**AZIONI RICHIESTE**
a - Rispondi alle domande seguenti sul testo relativo alla provincia di Malanje:
(i) A quanti chilometri da Calandula si trovano le Pietre nere di Pungo Andongo?
(ii) Quante camere ha la Pousada de Calandula?
(iii) A quale anno risale la Pousada de Calandula?
b - Nel testo sulla provincia di Malanje, perché l'inaugurazione del 12 agosto 2017 non è stata la prima della Pousada de Calandula?
c - Riscrivi in forma più breve il paragrafo del testo sulla provincia di Malanje che inizia con "La Pousada de Calandula risale al 1956", mantenendone i fatti principali.

**TESTO DEL DOCUMENTO**
^^^^
Il giro della provincia di Malanje non sarebbe completo senza un passaggio alle Pietre nere (in realtà sono grigie) di Pungo Andongo, a novanta chilometri da Calandula. Queste formazioni rocciose monolitiche emergono dalla savana e sono una meta turistica interessante per la loro particolarità, per il panorama (sempre che abbiate il coraggio di arrampicarvi su per la scalinata che porta in cima) e perché secondo la leggenda questo era il territorio del regno di Ndongo. Scolpite nella roccia, si possono ammirare le impronte della famosa regina Ginga, attrazione adeguatamente segnalata e protetta.

Rovina e riscatto

La Pousada de Calandula ha tredici camere. All’ingresso, una targa ricorda che la struttura è stata inaugurata dal ministro del turismo dell’Angola il 12 agosto 2017. Ma quella non è stata la prima inaugurazione di questo albergo affascinante, incastonato nella foresta davanti alle cascate. Più avanti, infatti, un’altra targa datata 1972 segnala la visita del governatore generale dell’Angola, dimostrando che l’hotel ha avuto una vita prima di cadere in rovina ed essere riscattato dall’imprenditore luso-angolano Francisco Faísca.

La Pousada de Calandula risale al 1956, ma si sa poco della sua storia. Non è difficile immaginare che nel periodo coloniale abbia accolto dignitari del regime e funzionari pubblici, oltre a commercianti, militari e qualche avventuriero. Dopo l’indipendenza, la provincia di Malanje fu tra quelle più colpite dai combattimenti della guerra civile. L’albergo fu abbandonato e rapidamente invaso dalla foresta.
^^^^
**DATI ESTRATTI**
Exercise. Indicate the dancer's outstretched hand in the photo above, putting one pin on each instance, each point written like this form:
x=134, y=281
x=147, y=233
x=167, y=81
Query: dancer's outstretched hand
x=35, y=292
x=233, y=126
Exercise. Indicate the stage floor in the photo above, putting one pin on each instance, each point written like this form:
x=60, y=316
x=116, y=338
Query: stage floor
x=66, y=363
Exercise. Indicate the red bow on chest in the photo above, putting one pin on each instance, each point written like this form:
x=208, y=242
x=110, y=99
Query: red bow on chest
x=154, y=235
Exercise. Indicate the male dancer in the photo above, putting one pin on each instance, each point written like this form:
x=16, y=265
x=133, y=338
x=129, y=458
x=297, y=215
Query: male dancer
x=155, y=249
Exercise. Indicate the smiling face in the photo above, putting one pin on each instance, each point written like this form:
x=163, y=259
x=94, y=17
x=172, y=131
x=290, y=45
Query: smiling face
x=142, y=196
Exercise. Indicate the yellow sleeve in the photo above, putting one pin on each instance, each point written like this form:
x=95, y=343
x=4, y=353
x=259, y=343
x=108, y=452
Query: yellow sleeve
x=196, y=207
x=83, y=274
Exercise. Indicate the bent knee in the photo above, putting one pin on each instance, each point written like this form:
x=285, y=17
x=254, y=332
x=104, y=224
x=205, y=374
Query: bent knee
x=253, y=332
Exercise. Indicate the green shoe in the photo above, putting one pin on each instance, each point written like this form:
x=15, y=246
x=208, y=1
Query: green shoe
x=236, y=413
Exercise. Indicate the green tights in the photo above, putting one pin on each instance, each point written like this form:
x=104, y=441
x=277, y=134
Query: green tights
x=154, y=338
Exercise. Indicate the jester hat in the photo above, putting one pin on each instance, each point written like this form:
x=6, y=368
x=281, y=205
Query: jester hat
^^^^
**RISULTATI DELL'ESERCIZIO**
a -
(i) Novanta chilometri.
(ii) Tredici.
(iii) Al 1956.

b - Più avanti rispetto all'ingresso c'è un'altra targa, datata 1972, che segnala la visita del governatore generale dell'Angola. Questa targa dimostra che l'hotel ha avuto una vita prima di cadere in rovina e di essere riscattato da Francisco Faísca.

c - La Pousada de Calandula, risalente al 1956, ha una storia poco nota. Si può immaginare che in epoca coloniale abbia ospitato dignitari, funzionari, commercianti, militari e avventurieri. Dopo l'indipendenza la provincia di Malanje fu tra le più colpite dalla guerra civile, e l'albergo fu abbandonato e invaso dalla foresta.